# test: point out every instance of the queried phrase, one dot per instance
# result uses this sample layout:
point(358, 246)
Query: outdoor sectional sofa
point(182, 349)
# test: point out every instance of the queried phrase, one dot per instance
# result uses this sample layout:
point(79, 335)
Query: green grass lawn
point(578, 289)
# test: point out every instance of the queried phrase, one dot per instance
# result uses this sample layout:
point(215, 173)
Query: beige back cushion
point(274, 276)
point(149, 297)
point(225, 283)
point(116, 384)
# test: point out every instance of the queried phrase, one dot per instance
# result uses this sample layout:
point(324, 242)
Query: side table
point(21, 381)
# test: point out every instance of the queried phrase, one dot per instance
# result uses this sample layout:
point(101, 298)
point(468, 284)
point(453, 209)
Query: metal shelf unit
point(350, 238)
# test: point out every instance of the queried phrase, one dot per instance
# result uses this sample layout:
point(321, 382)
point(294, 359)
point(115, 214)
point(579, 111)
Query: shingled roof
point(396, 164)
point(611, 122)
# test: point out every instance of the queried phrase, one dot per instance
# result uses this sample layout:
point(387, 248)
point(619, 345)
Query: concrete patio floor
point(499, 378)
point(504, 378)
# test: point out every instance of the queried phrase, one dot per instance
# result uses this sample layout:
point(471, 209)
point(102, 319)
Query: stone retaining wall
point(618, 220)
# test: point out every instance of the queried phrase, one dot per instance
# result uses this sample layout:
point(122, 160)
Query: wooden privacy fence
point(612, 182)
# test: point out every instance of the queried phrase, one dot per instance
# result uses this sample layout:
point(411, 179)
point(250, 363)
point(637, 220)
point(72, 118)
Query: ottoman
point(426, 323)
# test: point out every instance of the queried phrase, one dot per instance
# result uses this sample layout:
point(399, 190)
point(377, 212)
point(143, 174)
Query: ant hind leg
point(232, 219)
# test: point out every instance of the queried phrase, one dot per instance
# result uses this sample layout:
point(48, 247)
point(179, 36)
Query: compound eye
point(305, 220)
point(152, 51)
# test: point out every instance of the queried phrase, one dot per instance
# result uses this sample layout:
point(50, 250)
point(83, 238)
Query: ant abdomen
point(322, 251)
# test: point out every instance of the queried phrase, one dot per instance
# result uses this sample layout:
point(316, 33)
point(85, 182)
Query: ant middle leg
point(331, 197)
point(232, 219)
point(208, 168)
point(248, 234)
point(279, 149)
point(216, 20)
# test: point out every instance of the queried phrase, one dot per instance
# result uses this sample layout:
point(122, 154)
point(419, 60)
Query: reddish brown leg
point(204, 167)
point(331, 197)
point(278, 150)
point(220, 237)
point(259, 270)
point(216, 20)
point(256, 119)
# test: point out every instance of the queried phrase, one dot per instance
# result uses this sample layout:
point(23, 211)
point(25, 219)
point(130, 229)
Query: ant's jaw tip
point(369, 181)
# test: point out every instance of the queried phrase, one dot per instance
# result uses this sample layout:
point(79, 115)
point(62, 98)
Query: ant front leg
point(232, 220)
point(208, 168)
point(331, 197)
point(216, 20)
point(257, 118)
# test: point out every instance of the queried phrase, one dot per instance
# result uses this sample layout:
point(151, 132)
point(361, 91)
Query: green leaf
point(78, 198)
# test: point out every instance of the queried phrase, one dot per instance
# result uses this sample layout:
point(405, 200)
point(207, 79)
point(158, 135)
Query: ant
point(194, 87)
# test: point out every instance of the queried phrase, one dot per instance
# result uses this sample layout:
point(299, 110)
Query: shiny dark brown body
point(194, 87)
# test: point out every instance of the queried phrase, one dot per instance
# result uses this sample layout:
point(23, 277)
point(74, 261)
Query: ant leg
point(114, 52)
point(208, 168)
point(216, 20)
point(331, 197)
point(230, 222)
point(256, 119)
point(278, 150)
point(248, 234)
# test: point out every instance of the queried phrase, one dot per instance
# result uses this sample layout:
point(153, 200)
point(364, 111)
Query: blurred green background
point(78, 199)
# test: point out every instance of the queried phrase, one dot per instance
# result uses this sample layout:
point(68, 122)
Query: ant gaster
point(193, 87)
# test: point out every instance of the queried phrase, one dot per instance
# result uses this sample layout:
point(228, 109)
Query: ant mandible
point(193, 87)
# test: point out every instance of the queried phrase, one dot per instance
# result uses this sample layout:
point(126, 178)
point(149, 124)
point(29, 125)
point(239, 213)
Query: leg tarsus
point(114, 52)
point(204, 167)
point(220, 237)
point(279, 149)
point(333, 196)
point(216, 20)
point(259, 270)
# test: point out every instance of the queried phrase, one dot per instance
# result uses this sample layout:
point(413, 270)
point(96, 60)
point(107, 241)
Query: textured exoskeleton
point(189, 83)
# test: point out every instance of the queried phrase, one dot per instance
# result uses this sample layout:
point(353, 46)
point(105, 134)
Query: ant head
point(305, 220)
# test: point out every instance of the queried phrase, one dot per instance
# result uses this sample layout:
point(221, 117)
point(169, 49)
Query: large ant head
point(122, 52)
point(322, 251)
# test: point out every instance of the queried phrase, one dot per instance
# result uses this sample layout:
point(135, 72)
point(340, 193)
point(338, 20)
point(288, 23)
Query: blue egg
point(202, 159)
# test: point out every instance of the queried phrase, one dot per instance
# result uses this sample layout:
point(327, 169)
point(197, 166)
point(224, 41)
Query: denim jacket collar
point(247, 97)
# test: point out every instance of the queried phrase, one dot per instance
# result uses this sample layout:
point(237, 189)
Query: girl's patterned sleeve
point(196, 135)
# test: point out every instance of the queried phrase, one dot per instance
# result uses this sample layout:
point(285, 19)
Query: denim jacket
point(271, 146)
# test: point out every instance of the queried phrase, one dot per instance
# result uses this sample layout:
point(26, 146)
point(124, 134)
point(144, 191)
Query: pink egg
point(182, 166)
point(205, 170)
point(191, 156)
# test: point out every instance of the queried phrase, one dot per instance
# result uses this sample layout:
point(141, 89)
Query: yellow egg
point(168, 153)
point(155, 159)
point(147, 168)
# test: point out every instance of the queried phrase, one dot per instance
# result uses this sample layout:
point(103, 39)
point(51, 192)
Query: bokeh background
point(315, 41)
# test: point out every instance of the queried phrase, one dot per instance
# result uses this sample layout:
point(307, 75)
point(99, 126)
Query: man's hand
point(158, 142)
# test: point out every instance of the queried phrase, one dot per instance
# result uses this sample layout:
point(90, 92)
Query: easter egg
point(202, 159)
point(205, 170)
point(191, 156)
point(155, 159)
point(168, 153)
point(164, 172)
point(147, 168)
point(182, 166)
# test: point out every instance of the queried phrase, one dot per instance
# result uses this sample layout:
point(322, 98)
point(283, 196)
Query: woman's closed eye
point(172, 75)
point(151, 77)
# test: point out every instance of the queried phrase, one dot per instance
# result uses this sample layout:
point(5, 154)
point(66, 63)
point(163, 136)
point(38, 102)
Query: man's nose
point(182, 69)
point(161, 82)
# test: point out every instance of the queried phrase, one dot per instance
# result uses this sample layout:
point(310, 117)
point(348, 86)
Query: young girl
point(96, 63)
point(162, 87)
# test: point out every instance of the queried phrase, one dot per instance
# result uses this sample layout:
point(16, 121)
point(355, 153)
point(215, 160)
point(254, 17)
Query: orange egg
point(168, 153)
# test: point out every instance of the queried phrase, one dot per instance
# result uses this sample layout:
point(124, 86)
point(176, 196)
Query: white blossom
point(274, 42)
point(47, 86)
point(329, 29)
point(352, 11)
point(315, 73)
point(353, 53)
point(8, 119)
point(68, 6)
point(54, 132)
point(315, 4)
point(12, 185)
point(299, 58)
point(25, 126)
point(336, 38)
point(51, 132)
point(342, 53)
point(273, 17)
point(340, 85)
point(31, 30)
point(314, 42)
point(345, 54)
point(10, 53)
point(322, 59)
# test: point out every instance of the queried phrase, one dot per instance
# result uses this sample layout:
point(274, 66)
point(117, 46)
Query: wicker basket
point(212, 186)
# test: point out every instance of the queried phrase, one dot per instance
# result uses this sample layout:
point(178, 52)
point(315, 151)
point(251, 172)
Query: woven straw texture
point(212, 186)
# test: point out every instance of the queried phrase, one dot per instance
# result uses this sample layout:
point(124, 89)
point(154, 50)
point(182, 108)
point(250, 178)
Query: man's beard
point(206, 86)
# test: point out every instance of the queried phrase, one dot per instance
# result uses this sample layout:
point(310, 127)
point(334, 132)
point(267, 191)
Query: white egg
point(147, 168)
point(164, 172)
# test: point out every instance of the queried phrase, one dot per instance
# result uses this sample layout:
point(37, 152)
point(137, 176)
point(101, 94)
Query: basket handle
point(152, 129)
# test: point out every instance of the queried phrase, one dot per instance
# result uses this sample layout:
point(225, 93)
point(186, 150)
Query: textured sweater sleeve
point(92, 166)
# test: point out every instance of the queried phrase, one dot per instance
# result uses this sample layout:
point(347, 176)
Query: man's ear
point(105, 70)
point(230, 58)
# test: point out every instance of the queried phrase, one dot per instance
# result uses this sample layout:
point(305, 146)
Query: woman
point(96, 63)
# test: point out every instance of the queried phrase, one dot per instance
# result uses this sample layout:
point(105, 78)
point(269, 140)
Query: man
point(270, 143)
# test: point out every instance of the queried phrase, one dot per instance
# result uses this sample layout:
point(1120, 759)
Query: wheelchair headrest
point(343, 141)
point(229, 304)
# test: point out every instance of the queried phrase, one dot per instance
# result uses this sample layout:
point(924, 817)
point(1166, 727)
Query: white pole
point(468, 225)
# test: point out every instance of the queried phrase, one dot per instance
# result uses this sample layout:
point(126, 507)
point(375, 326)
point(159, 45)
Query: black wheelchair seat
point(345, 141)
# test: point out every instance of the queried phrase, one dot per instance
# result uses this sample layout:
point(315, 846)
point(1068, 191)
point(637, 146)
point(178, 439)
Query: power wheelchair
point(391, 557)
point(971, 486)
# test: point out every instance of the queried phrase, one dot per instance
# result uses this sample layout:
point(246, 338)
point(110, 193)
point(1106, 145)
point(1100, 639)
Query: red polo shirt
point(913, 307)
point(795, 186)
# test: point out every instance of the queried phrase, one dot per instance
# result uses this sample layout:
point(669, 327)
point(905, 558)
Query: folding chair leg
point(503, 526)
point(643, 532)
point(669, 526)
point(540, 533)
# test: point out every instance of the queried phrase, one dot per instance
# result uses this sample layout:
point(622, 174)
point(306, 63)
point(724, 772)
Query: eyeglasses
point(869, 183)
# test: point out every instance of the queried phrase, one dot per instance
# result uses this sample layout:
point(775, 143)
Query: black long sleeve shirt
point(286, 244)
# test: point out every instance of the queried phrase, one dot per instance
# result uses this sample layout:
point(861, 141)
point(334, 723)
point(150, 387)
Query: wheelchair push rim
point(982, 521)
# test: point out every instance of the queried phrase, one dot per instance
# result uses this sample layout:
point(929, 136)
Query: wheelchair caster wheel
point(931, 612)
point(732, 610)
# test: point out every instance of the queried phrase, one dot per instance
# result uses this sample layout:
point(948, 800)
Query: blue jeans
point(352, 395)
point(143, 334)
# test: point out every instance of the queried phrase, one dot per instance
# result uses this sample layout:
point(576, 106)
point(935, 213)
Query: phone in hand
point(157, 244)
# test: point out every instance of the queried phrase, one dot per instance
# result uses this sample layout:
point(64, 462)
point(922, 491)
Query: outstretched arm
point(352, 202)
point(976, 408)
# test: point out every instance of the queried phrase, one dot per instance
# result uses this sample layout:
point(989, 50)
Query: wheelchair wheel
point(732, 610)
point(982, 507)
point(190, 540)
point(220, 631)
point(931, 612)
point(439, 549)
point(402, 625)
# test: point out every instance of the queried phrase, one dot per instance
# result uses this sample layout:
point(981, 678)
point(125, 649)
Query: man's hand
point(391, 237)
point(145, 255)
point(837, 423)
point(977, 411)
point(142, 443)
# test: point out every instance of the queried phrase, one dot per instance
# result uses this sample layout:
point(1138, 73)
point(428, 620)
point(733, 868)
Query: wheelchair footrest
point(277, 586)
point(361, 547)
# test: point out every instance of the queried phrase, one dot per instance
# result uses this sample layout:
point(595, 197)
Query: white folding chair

──────────────────────────────

-- Work to do --
Please locate every line in the items above that contains the word "girl", and copy each of those lines. Case counts.

-- The reply --
Query: girl's patterned sleeve
Query: young girl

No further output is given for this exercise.